Selected excerpt:
--- START ---
The bar for taking a sick day is getting lower, and some bosses say that’s a problem. From a report: U.S. workers have long viewed an unwillingness to take sick days as a badge of honor. That’s a laurel workers care much less about these days. The number of sick days Americans take annually has soared since the pandemic, employee payroll data show. Covid-19 and a rise in illnesses such as RSV, which can require days away from work, are one reason. Managers and human-resources executives also attribute the jump to a bigger shift in the way many Americans relate to their jobs.
For one, more workers are using up sick time often for reasons such as mental health. And unlike older workers, who might have been loath to call in sick for fear of seeming weak or unreliable, younger workers feel more entitled to take full advantage of the benefits they’ve been given, executives and recruiters say. That confidence has only grown as record low unemployment persists. So far this year, 30% of white-collar workers with access to paid leave have taken sick time, up from 21% in 2019, according to data from payroll and benefits software company Gusto. Employees between ages 25 and 34 are taking sick days most often, with their use rates jumping 45% from before the pandemic.
--- END ---
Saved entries
--- START ---
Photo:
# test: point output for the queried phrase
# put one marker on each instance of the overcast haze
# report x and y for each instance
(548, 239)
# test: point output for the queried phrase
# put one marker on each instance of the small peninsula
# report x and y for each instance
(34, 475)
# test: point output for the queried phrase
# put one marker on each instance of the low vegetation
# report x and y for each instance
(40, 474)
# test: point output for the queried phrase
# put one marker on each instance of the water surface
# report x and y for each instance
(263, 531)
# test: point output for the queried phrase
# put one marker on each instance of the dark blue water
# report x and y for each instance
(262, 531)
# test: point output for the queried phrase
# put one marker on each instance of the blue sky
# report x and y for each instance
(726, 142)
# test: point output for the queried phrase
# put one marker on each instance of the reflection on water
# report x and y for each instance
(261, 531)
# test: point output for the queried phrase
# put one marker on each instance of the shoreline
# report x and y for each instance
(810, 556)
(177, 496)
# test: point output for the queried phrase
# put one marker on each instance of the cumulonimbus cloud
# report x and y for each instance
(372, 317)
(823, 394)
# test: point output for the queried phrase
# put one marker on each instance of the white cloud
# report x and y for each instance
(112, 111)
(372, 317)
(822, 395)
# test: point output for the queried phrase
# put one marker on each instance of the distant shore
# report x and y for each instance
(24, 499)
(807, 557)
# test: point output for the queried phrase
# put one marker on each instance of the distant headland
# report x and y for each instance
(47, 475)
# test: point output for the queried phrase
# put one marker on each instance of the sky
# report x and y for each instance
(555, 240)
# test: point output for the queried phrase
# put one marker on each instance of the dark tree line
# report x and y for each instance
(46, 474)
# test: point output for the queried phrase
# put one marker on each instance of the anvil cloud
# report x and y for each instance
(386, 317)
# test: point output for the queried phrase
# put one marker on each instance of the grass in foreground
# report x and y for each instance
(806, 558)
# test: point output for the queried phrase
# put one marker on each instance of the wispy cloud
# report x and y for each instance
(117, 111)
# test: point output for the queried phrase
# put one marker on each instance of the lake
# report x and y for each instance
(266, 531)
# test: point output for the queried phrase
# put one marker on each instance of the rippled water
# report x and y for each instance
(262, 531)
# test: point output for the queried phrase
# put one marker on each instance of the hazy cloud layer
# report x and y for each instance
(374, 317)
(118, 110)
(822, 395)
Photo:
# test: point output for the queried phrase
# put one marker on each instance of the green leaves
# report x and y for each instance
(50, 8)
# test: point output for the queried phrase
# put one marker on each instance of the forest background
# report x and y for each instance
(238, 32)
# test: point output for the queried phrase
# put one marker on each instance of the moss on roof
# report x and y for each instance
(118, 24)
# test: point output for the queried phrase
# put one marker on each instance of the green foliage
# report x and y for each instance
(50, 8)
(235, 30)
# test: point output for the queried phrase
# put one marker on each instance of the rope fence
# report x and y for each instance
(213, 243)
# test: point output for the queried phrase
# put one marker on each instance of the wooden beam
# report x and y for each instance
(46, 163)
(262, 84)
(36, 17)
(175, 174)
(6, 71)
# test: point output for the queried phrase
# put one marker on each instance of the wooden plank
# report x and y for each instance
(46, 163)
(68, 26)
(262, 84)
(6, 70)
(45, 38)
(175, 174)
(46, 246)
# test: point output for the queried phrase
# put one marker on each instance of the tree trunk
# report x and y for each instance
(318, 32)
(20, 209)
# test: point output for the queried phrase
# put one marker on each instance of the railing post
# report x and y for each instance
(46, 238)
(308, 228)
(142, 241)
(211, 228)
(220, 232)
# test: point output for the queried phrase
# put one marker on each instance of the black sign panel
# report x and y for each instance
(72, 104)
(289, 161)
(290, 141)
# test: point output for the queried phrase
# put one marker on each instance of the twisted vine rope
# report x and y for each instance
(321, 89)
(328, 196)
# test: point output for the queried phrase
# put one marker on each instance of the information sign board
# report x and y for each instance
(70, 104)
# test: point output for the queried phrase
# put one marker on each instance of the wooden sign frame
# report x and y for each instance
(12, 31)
--- END ---
The problem:
Reproduce the passage on sick days from "For one, more" to "before the pandemic." word for word. The saved entries are separate material and have no connection to the passage above.

Result of this task:
For one, more workers are using up sick time often for reasons such as mental health. And unlike older workers, who might have been loath to call in sick for fear of seeming weak or unreliable, younger workers feel more entitled to take full advantage of the benefits they’ve been given, executives and recruiters say. That confidence has only grown as record low unemployment persists. So far this year, 30% of white-collar workers with access to paid leave have taken sick time, up from 21% in 2019, according to data from payroll and benefits software company Gusto. Employees between ages 25 and 34 are taking sick days most often, with their use rates jumping 45% from before the pandemic.